Given data ::
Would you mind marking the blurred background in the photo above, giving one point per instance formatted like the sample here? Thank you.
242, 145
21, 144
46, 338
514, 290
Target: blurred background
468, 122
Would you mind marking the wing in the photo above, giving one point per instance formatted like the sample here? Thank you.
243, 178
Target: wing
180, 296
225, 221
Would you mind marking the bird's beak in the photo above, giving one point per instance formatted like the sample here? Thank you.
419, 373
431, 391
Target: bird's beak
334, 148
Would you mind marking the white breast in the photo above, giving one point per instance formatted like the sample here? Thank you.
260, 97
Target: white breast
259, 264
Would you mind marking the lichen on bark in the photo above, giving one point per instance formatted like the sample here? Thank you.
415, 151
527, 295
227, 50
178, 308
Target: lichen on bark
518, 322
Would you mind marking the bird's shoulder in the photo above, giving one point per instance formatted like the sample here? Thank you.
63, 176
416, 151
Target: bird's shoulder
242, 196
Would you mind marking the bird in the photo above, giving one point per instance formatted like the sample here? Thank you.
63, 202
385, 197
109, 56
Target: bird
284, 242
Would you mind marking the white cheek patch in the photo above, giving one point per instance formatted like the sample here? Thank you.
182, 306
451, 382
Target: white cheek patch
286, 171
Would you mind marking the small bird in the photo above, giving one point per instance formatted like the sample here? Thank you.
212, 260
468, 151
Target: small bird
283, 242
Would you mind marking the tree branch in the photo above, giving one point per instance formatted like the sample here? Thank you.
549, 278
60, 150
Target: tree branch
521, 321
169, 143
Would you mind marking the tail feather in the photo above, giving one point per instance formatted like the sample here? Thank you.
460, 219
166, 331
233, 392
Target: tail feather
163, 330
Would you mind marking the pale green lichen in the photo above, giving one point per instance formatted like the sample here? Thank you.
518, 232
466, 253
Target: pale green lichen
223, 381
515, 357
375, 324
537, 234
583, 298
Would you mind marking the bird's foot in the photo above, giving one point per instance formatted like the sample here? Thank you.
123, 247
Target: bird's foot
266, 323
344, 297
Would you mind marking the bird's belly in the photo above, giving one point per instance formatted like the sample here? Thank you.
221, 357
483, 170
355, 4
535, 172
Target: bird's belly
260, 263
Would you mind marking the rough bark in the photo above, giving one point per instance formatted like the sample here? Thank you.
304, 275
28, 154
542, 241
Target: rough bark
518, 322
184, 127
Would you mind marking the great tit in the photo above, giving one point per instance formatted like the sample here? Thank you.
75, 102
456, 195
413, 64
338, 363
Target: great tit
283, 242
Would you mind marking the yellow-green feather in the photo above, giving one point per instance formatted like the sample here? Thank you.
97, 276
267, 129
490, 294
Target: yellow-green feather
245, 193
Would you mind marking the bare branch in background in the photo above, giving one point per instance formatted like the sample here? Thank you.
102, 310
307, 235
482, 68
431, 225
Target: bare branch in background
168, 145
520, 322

How to complete this task :: Transcribe exactly, and only, the lines from the one with "Would you mind marking the bird's belly" through the last line of the data.

Answer to the exercise ::
Would you mind marking the bird's belly in the photo above, giving one point per instance formatted like the sample here? Thank you.
221, 357
483, 170
355, 4
535, 172
Target: bird's belly
260, 263
Would you mind marking the rough bark in the photo above, giving one point per instance formatted like the sample here? Thank you.
304, 275
28, 154
542, 241
Target: rough bark
518, 322
184, 127
Would you mind marking the great tit in the photo above, giving one point per instance formatted like the sample here? Thank you.
75, 102
456, 195
413, 64
338, 363
Target: great tit
283, 242
Would you mind marking the yellow-green feather in the photo above, giving one point per instance formatted like the sample here? Thank you.
97, 276
267, 129
490, 294
Target: yellow-green feather
245, 193
Would you mind marking the bare branch in background in the photo above, giving one point per instance formatted like the sample here? Thank you.
102, 310
307, 235
482, 68
431, 225
Target: bare branch in background
168, 145
520, 322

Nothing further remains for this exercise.